(Task objective):
Copy each line below as written, but skip the pictures.

(Task inputs):
__________
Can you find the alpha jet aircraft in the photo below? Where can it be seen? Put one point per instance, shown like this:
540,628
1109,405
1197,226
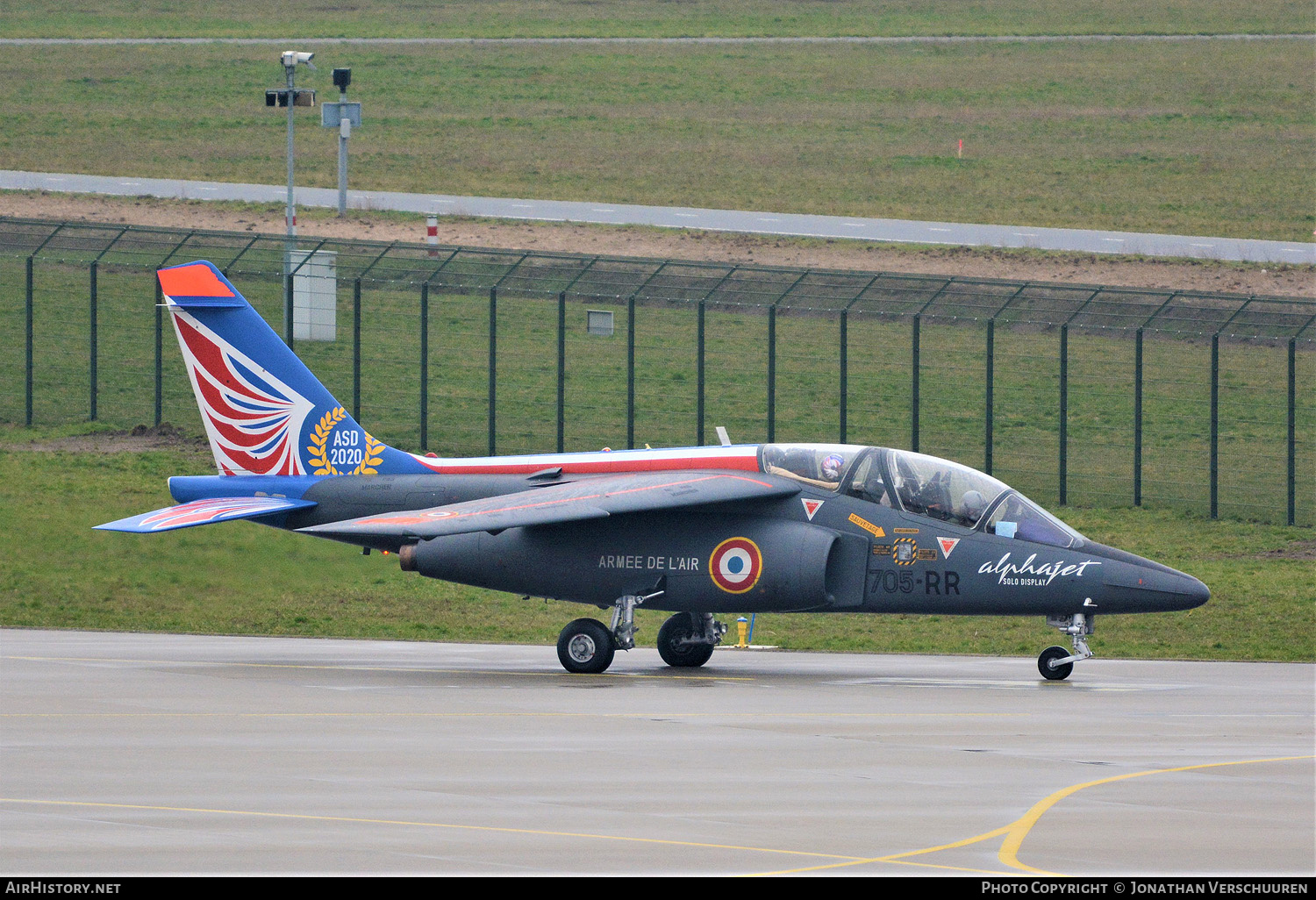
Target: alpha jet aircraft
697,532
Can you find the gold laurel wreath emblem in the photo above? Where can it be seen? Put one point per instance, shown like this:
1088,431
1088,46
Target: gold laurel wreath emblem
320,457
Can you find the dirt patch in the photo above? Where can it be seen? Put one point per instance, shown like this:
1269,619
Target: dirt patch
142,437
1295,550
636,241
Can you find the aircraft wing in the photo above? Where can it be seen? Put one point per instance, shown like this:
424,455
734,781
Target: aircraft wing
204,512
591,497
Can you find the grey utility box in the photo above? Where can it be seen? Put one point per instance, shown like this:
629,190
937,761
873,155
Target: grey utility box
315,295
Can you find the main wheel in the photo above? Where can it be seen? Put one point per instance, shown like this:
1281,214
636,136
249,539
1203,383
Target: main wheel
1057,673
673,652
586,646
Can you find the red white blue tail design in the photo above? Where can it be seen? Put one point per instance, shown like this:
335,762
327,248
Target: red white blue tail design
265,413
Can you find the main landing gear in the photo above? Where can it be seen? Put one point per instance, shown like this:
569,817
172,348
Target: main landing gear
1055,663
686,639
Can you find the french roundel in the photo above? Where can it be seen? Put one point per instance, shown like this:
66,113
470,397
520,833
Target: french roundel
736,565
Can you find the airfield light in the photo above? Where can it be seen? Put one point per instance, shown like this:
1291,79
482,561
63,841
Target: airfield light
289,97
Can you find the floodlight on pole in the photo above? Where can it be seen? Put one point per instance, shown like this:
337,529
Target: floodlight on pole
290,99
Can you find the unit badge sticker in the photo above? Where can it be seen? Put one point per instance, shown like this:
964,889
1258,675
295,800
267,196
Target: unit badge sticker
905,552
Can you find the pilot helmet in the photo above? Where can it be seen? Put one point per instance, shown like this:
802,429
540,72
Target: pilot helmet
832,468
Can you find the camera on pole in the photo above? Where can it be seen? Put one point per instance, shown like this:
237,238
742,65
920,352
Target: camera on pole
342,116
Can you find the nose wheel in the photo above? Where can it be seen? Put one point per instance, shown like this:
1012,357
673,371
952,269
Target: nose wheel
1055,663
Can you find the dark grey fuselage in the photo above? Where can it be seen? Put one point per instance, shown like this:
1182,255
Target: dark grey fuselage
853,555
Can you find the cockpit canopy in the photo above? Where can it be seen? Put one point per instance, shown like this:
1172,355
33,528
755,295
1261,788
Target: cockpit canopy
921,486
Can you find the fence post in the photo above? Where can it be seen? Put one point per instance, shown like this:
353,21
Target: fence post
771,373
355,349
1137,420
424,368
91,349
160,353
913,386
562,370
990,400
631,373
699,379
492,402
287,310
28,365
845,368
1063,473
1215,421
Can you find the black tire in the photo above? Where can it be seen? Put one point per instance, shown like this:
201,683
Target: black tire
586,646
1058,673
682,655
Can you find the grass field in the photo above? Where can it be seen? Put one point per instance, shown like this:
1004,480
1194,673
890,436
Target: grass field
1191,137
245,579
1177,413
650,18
__________
(Solution to this problem):
Can you find the alpha jet aircraft in the photo below? Where can it be seen? Put one point per instance, shown like this:
540,628
1109,405
1197,226
Target: alpha jet aircraft
697,532
Can you find the gold laurel wreath emblem in the photo above? Where can it be seen? Put one point per instance, shown like this:
1088,431
1088,46
Target: gold laurel wreath emblem
320,457
Can you find the dirt patch in the photo above? Where can it be seen? Put one point per instance, shown like this:
1269,619
Target: dirt patch
142,437
1295,550
636,241
Can you find the aircraft wing in the photo above? Where can it be seen? Put one point per instance, shown like this:
424,455
734,781
Target: aircraft wing
204,512
591,497
Can you find the grey utility box in the photo above? Where can it be seen? Put one point per instance, shown like this:
629,190
937,761
873,155
Target: grey utility box
315,295
Can you find the main wheel in the photo above? Where can it be seen? Put one point per instance, shown like this:
1281,214
636,136
249,539
1203,383
Target: main wheel
1057,673
673,652
586,646
Can you find the red white blue tail design in the photo above? Where can it be seen? Put one point per instance, shown like this:
335,762
327,248
Target: red white blue tail design
265,413
Can you find the main landing gear in the photo above? Where can it be seen? Put one point per instance, shown like this:
569,817
172,348
Target: main landing gear
1055,663
686,639
Can you find the french roundel in the photo above? Where can it be seen? Put one point per instance, shown like this:
66,113
470,397
520,833
Target: french roundel
736,565
Can you find the airfield light in the photo above? Where can it be seen? Put one point per instance, shown like this:
1291,79
482,561
63,841
Target: airfield light
289,97
Can you find the floodlight on pole in the photo above? Where can it be seen? Put one point per instance, shown like this:
337,529
Target: floodlight on pole
290,99
Can you find the unit badge sticker in the photo above? Where can it be seen? Put one point per instance, shown like this:
964,889
1258,675
295,800
267,196
Target: unit badge sticker
905,552
Can you find the pilot helmet in the photo above? Where can it be seen? Put one point per instance, shown like this:
802,429
540,72
Target: pilot helmet
832,468
Can you find the camera on pole in the photo above? Where can it be seen? Put one point per instance, shown like this:
237,238
742,65
920,352
Target: camera on pole
342,116
Can you find the nose wheel in the photo above? Where can it be seen? Put one point per instance, shown like this:
1012,357
673,371
952,269
Target: nose wheel
1055,663
Can you find the dark grey fuselage in the photo above? Where can it be seen? Put one point per instance, shown like this:
1182,255
Target: dark grey fuselage
853,555
Can you find the cockpit canopy in the photo above? Where can it be seen? Put one point per instance, shown like this:
1172,355
33,528
755,295
1261,788
Target: cockpit canopy
921,486
Can you find the fence post in the photo above? Where can it be seen? Put one point per instance, shown like this:
353,21
Target: fence post
771,373
355,349
1137,420
424,368
91,349
160,353
913,386
562,370
990,400
631,373
699,379
492,402
287,310
28,365
845,368
1063,473
1215,421
Can you find the black tire in the photo above? Where can it be seen? Put one point per instance, shown like this:
201,683
Target: black tire
586,646
1058,673
682,655
Can you find the grass field in the photo above? Where can it be seen? Put one point per instance, shown like this:
1004,480
1194,673
890,436
Target: grass field
1191,137
245,579
1177,413
650,18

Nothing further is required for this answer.